------ Data in this exercise ------

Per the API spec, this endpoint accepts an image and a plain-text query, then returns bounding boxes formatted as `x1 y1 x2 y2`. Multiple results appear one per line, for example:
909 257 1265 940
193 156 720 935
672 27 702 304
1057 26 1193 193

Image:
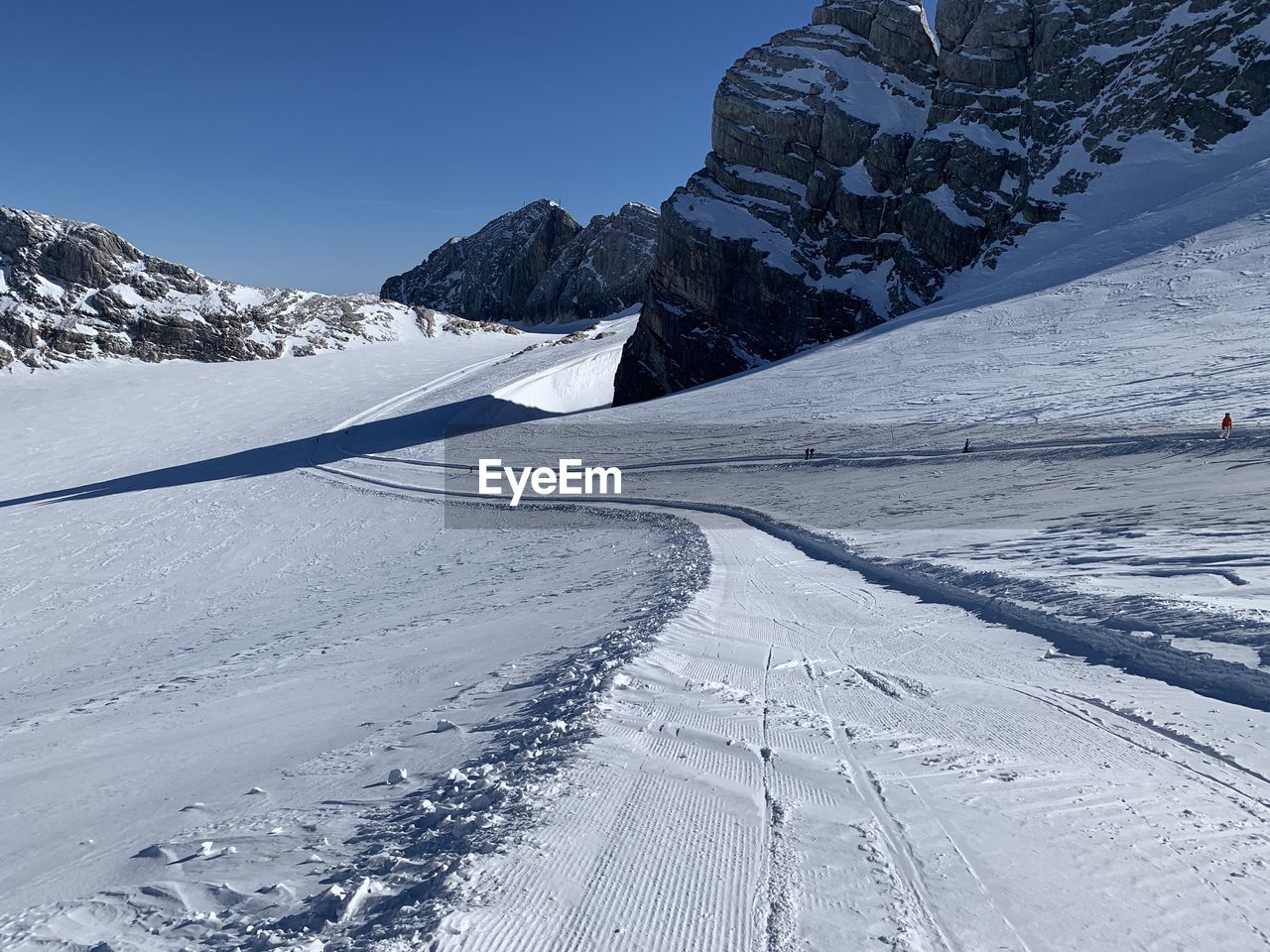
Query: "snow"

------

_Task requirements_
Without including the pictures, reproduce all entries exactly.

_Correct response_
Per the API spec, this endpoint accepts an image and a plain-text query, then returns bounding boxes formatted as `x1 y1 x2 y2`. Multiple results appear one per line, for example:
909 257 1265 940
193 156 720 935
672 27 702 304
1057 26 1193 193

Image:
Query: "snow"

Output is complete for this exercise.